◆ Trecho apresentado ◆
>>>

E mandou-a para "o médico de família". Dali a alguns dias e um padecimento atroz, apenas minorado com quantidades de medicação ineficaz, a mulher foi diagnosticada num hospital particular, onde pagou a respectiva TAC que o SNS se recusa a fazer nos hospitais públicos,  com duas hérnias discais, passíveis de provocar dores lancinantes. Quanto ao "médico de família" teria ocasião de ver a "utente" cheia de dores e carente de medicação urgente, dali a dois meses. Ou mais. 

No registo do episódio de urgência feito por tal "tarefeiro", ainda ficou mencionado, para além de outras pérolas de boa educação,  que a utente tinha vindo do Algarve apesar de para lá ter ido quando já sentia algumas dores e que era de outra região do Norte do país, como se o serviço de urgência do São João não devesse aceitar utentes em carência de atendimento médico urgente.

<<<

◆ Instruções ◆
1. Edite o trecho sobre o episódio de urgência, reproduzindo tudo desde "No registo do" até "atendimento médico urgente.", com "Algarve" substituído por "Alentejo".
2. Retome o trecho sobre o episódio de urgência a partir da última frase apresentada.

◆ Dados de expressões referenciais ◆
>>>

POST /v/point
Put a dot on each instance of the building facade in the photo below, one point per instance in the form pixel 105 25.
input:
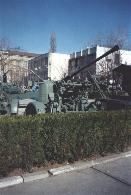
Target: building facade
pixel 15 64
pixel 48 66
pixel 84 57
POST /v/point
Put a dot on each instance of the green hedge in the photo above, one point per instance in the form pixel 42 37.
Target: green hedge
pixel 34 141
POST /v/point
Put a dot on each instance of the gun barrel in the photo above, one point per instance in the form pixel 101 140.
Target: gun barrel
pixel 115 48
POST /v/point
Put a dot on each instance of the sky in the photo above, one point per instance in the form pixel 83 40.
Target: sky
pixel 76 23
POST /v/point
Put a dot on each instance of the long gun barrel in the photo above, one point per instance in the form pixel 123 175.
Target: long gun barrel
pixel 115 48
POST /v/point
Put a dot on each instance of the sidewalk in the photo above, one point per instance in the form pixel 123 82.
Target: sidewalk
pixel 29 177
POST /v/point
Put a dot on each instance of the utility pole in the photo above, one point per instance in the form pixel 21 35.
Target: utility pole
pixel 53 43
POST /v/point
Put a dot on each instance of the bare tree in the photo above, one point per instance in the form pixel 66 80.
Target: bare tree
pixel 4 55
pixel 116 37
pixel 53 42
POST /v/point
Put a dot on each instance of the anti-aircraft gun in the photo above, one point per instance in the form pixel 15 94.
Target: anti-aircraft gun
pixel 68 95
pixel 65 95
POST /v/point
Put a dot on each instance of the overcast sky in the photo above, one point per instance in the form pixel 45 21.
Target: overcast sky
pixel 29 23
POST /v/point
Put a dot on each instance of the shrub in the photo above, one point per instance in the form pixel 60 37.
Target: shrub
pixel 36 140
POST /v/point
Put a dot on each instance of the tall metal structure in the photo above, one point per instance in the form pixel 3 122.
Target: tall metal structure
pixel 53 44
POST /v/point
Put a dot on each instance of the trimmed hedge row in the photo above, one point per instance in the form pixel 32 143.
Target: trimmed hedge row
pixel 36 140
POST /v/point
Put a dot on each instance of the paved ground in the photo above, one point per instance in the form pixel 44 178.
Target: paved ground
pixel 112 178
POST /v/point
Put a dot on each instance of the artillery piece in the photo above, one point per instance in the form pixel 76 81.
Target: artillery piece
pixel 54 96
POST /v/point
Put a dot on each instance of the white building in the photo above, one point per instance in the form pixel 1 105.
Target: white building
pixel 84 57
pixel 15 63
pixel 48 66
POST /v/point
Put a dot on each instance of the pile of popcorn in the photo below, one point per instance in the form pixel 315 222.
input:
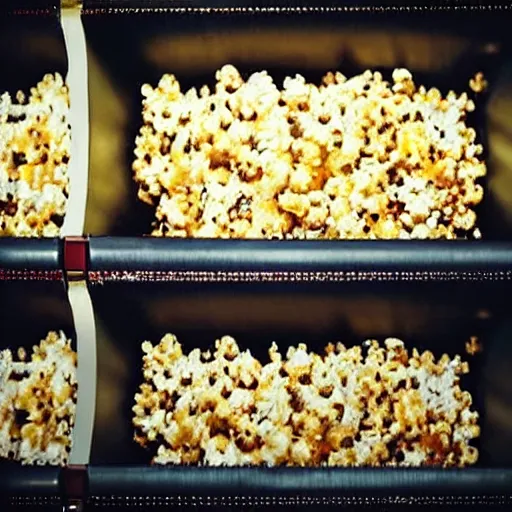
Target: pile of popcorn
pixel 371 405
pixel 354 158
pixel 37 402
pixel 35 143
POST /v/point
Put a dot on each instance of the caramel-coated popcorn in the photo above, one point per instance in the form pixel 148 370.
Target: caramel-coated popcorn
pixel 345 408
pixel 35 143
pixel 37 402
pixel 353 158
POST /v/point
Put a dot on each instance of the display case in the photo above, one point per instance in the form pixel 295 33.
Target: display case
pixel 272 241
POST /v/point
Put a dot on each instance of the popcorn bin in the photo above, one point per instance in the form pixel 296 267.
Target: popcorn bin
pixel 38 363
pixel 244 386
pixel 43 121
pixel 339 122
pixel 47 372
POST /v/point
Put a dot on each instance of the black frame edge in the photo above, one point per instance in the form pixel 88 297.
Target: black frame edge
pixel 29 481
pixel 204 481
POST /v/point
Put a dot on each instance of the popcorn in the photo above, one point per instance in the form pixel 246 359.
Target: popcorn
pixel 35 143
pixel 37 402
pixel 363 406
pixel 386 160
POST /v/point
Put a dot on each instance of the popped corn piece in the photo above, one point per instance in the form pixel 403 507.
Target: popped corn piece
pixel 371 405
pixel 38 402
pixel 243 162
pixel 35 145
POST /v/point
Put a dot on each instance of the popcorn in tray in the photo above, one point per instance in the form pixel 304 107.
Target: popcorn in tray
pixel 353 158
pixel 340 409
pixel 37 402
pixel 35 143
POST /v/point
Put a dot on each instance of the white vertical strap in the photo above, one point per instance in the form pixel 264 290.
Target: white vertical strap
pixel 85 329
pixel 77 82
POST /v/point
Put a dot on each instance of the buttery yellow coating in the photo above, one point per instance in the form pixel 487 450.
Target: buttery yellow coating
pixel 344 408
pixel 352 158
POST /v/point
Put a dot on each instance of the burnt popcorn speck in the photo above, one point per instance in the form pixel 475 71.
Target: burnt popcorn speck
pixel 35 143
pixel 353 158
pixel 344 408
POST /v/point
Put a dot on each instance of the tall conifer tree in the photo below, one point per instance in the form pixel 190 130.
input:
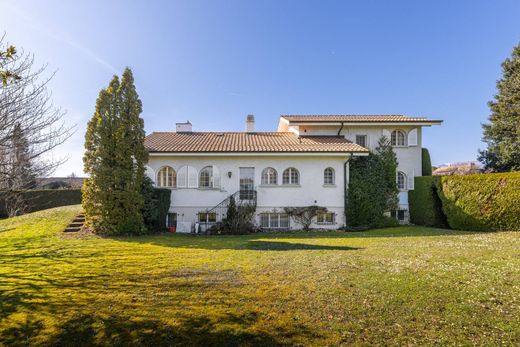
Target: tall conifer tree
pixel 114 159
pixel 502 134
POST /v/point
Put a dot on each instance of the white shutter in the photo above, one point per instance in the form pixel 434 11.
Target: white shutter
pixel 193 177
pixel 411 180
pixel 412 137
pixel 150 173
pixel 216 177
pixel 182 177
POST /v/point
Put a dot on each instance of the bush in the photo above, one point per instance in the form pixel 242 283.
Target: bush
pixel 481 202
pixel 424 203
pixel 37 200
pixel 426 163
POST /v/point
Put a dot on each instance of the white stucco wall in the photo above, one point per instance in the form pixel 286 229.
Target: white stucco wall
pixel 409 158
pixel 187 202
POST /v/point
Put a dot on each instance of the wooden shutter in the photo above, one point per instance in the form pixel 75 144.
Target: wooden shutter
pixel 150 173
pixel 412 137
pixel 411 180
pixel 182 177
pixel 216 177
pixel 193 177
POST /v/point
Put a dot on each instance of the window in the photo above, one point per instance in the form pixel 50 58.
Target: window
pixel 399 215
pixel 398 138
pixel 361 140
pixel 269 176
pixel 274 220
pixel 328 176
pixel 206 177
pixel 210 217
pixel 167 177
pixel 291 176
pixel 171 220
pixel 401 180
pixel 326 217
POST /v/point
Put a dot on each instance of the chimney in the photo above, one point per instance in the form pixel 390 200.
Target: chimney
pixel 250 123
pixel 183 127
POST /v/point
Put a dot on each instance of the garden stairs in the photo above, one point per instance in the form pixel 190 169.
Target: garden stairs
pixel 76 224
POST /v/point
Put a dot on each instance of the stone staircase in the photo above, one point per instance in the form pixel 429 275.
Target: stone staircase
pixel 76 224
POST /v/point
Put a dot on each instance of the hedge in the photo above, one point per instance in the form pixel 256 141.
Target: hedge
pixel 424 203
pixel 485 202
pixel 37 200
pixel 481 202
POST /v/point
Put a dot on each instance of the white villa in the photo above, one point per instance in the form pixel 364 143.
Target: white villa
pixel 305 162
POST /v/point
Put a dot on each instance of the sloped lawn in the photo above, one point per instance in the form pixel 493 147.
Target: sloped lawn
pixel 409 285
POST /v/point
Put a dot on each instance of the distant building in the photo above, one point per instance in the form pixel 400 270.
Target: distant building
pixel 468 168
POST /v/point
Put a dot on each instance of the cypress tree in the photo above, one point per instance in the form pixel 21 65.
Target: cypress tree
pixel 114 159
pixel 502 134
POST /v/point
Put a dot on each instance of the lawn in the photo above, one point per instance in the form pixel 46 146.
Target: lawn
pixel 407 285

<<<
>>>

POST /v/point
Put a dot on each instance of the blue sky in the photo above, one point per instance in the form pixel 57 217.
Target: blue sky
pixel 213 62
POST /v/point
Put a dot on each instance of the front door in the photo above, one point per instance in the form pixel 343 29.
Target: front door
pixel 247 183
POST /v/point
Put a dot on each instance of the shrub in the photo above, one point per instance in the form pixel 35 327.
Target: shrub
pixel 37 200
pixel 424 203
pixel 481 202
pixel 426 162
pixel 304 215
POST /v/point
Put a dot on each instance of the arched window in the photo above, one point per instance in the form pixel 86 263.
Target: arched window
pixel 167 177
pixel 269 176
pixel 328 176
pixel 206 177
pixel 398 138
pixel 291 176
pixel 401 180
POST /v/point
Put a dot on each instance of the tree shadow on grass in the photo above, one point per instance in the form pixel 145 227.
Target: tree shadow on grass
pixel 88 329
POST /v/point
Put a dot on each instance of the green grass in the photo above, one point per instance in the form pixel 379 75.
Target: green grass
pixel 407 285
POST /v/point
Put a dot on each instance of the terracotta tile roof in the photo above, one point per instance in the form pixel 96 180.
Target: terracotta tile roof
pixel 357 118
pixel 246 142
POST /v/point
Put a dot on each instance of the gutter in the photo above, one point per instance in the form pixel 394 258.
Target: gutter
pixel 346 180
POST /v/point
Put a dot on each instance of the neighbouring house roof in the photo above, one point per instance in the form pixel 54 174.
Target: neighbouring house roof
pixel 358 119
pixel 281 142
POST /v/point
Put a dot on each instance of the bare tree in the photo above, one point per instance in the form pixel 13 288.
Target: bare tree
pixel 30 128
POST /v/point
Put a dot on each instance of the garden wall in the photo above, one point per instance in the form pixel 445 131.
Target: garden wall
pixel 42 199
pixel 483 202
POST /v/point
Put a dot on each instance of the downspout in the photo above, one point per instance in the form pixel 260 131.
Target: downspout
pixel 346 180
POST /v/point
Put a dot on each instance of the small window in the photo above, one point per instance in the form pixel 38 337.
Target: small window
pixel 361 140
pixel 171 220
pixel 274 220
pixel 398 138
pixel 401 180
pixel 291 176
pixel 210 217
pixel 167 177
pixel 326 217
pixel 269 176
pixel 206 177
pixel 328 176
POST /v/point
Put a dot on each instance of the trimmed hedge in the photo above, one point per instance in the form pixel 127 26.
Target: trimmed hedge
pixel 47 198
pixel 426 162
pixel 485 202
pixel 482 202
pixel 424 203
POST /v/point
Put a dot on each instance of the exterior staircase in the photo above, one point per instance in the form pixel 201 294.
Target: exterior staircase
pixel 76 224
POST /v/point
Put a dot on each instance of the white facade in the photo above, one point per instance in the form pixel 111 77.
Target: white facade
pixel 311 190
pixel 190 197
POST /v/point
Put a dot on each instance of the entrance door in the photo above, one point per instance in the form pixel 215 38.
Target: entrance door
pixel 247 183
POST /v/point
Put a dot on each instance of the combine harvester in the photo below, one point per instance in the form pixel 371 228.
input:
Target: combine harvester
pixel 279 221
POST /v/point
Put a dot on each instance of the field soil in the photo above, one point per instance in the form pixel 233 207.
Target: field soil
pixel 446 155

<<<
>>>

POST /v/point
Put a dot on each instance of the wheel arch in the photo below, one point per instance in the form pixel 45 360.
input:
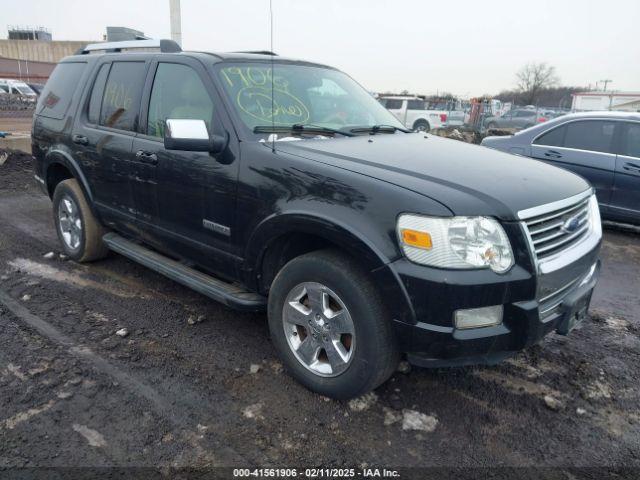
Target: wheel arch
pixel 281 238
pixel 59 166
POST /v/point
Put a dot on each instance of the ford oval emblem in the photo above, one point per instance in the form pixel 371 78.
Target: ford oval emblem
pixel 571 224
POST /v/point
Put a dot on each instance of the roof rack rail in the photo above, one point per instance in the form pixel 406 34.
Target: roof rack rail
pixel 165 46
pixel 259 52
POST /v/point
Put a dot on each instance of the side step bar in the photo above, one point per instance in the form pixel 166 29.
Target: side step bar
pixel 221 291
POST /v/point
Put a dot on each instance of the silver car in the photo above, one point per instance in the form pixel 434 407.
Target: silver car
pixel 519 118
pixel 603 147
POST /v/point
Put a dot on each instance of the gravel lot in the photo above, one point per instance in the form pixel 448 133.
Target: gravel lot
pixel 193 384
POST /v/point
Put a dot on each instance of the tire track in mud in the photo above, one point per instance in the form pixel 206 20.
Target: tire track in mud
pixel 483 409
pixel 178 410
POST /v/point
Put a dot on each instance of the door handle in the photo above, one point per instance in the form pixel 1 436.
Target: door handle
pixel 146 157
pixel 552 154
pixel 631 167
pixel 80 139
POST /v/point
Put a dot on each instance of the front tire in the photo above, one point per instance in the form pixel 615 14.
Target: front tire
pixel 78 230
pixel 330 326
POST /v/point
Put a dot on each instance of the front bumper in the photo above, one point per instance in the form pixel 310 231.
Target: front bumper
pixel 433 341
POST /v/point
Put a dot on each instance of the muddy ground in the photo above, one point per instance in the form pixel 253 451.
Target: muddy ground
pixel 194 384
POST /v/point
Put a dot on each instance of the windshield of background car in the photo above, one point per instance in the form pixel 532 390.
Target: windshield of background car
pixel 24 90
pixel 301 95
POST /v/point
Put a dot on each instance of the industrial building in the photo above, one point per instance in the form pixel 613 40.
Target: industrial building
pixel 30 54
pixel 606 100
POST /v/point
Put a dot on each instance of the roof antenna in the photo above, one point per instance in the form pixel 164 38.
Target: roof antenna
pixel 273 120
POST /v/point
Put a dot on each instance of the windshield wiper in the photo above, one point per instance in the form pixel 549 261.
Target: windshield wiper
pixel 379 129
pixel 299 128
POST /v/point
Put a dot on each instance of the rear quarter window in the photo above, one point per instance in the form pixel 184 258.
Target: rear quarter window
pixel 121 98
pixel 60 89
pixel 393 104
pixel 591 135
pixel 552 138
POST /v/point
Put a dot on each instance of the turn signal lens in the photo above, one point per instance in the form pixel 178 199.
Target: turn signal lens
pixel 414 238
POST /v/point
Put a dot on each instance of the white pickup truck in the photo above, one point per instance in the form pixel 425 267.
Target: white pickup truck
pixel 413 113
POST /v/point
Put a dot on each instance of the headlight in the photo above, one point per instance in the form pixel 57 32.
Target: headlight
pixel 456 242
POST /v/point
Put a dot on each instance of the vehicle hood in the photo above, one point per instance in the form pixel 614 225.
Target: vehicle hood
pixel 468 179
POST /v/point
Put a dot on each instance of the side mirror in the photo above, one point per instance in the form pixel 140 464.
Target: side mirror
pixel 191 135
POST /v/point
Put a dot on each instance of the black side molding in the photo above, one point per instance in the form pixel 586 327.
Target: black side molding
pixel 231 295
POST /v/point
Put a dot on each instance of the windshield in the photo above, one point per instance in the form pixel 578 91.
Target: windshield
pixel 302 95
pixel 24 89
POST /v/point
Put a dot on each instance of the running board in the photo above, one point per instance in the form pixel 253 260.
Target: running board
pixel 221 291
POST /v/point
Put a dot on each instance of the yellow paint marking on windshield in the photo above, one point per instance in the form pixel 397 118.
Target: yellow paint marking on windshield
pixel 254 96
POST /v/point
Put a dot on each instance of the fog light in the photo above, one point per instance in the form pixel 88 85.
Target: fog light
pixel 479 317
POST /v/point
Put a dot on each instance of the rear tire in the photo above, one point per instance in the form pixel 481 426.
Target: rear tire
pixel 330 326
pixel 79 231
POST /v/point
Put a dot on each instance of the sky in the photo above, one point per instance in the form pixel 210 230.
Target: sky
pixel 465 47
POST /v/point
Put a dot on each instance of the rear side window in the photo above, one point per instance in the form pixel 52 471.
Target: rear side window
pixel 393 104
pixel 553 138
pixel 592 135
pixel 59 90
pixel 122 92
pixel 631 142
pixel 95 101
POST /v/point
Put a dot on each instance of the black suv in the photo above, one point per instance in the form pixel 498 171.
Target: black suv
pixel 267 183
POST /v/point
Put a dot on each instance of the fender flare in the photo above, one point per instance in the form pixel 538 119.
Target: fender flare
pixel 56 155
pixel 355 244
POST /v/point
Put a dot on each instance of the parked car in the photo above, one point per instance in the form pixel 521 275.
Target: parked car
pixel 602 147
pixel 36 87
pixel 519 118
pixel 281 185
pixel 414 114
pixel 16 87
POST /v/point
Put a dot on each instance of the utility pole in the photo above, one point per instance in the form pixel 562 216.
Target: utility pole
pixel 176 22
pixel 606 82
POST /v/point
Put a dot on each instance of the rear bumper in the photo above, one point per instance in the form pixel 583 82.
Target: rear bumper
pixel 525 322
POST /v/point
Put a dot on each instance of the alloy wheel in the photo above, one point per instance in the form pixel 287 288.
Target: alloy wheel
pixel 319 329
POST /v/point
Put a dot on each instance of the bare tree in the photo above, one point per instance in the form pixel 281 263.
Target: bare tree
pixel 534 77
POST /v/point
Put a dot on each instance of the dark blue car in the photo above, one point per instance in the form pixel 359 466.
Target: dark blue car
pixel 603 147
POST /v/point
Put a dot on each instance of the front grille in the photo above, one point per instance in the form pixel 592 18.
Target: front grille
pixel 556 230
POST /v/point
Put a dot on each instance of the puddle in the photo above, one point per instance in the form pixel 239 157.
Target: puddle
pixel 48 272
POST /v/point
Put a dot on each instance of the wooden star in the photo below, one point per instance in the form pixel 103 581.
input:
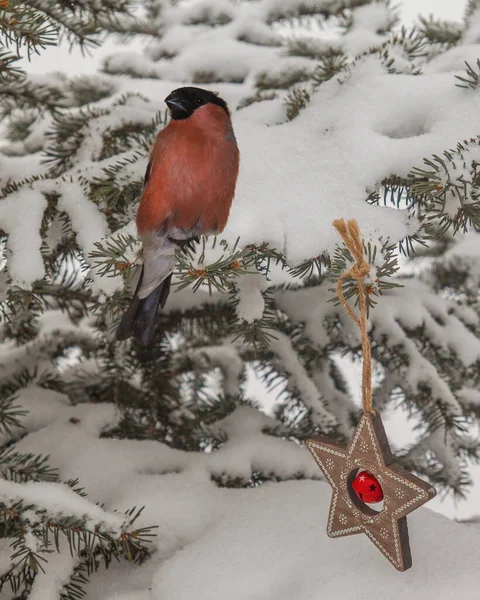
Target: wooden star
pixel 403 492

<<<

◆ Respostas dos exercícios ◆
1.
No registo do episódio de urgência feito por tal "tarefeiro", ainda ficou mencionado, para além de outras pérolas de boa educação,  que a utente tinha vindo do Alentejo apesar de para lá ter ido quando já sentia algumas dores e que era de outra região do Norte do país, como se o serviço de urgência do São João não devesse aceitar utentes em carência de atendimento médico urgente.

2.
Ah! E a maca surgiu logo depois do atendimento pelo "tarefeiro", sendo certo que havia mais de meia dúzia delas, disponíveis nos corredores e visíveis para quem as procurasse...

Enfim, este é o retrato aprimorado de umas horas num dia qualquer de há uns meses atrás, no Verão, do serviço de urgência do hospital de São João do Porto de que aquele médico é responsável e que na entrevista se farta de dizer mal do SNS enquanto organização e ainda assim faz parte do mesmo. Sendo certo que este tipo de episódios de urgência, com estas pessoas, não devem ser caso único. 

Sobre isto é que o mesmo médico deveria ter sido entrevistado, porque sobre isto é que poderia e deveria dizer alguma coisa. Sobre o resto, enfim, já sabemos que não é da sua responsabilidade...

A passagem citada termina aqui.